■ Instrução escrita ■
Dê continuidade ao texto abaixo sobre redes móveis sem fio e streaming P2P, começando logo após a última frase.

■ Trecho da página ■
-*-
As redes móveis sem fio são usualmente categorizadas de duas maneiras: infraestruturadas e sem infraestrutura. Na categoria infraestruturada, há um sistema fixo e cabeado que provê a comunicação entre os nós móveis. Por outro lado, na categoria sem infraestrutura, que também é conhecida pelo acrônimo MANET (Mobile Ad Hoc Network ou Redes Móveis Ad Hoc), os próprios nós móveis atuam como servidores, clientes e roteadores, havendo a comunicação sem infraestrutura fixa.
A arquitetura Peer-to-Peer (P2P) se torna especialmente atrativa para o desenvolvimento de aplicações de streaming sob demanda quando há limitações de banda nos servidores, o que é típico em cenários de crescente utilização de tecnologias móveis. Paradigmas tradicionais, como Cliente/Servidor, são mais propensos a desbalancear o tráfego na rede, a consumir vorazmente a banda dos enlaces de comunicação e a exaurir a capacidade de processamento dos servidores, resultando em ineficiência e baixa escalabilidade.
-*-
■ Trechos de dados ■

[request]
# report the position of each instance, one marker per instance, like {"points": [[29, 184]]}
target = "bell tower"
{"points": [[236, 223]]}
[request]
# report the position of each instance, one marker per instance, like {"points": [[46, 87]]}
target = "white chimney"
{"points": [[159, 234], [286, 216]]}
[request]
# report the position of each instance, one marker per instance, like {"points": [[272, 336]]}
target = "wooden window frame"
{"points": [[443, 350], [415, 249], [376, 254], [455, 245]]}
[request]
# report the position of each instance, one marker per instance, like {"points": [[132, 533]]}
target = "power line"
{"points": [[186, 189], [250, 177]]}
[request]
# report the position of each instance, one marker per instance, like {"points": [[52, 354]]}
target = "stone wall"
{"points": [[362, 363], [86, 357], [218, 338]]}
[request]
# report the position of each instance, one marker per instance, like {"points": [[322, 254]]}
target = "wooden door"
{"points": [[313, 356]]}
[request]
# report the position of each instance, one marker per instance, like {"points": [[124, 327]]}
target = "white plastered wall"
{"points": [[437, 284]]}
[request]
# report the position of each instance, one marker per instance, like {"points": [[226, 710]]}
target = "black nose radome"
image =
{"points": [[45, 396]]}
-*-
■ Resposta da tarefa ■
O protocolo P2P mais eficiente para a replicação de arquivos na Internet é o BitTorrent. Sob esse protocolo, o arquivo é dividido em pedaços e os peers (pares ou colegas, em inglês) que mais colaboram na disseminação desses pedaços são aqueles que mais rapidamente recebem novos pedaços. Toda essa eficiência motivou propostas de sua adaptação para streaming sob demanda em redes com fio, que também são chamadas de redes cabeadas.
Em sua maioria, as adaptações do BitTorrent para atender ao streaming sob demanda baseiam-se em modificações de suas políticas de seleção de peers e de seleção de pedaços. Essas adaptações são necessárias porque, no BitTorrent, os pedaços são solicitados e recebidos fora de ordem, o que impede a reprodução contínua desde o início da recepção e inviabiliza o serviço de streaming sob demanda. Consegue imaginar assistir a um filme na Netflix dividido em um monte de partes recebidas fora de ordem?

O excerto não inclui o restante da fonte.